What to do.
A. Please copy the part of the discussion thread about Elizabeth's depression between "I was only surprised" and "turn of phrase.", inclusive.
B. Continue the discussion thread about Elizabeth's depression from its last comment.

Reading passage.

============================================================

Elizabeth dear

Well, that’s a first.

I wonder how many people say “I think I’ve got depression” as though it were a simple disease, like say mumps?


Read: “I think I’ve found yet another way of evading responsibility for my habitual behaviour.”

I was only surprised she didn’t go for Bert with a letter knife.


Ha! I said almost exactly that elseboard. With chicken pox as the affliction of choice.


It would be a good thing if more people felt able to say it, rather than worrying that their friends would think they were Weird for having a Mental Illness. But Elizabeth doesn’t strike me as the sort to be thinking of things like that.


It’s not admitting to the condition that issue is being taken with, it’s the peculiar turn of phrase.

Just imagine how much fun it will be when Snivelbeth has been in the system and spouts fluent psychobabble.

============================================================

Given data.

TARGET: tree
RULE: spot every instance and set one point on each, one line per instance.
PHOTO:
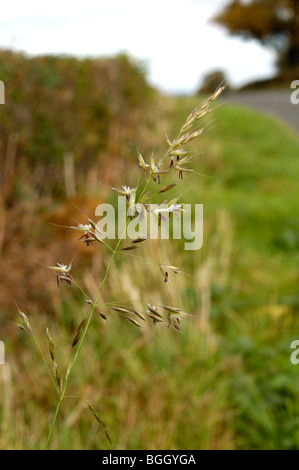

============================================================

Activity answers.
A.
I was only surprised she didn’t go for Bert with a letter knife.


Ha! I said almost exactly that elseboard. With chicken pox as the affliction of choice.


It would be a good thing if more people felt able to say it, rather than worrying that their friends would think they were Weird for having a Mental Illness. But Elizabeth doesn’t strike me as the sort to be thinking of things like that.


It’s not admitting to the condition that issue is being taken with, it’s the peculiar turn of phrase.

B.
A nice hyoid fracture should sort that


Here we go, I knew it would be there:

BBC Archers Home Page: “I think I may have depression”

I really hate the way they do issues. We’re back to Vanessa Whitburn days, the worst part of them.


“Experiencing mental health problems for the first time can be frightening and confusing.”

Elizabeth is not experiencing mental health problems for the first time. She has been unbalanced for years, indeed for decades; it is just that this is the first time there has been nobody else there to dump them onto so that they suffered instead of her.


Has she always been unbalanced? I just took her to be a not very nice, attention-seeking brat. If that was being unbalanced, it seemed to work pretty well for her. The problem right now is that no one is picking up the pieces for her.

Let’s say for the sake of argument she does have depression, because that’s the way it’s being written. OK, she’s a person with depression who is being horrible to everyone around her and blaming them as she always has been when things don’t go well for her. Being depressed hasn’t changed that aspect of Elizabeth any more than being abused changed Helen into a lovely person. In fact Helen was quite nasty to her family and friends during that time, as I recall.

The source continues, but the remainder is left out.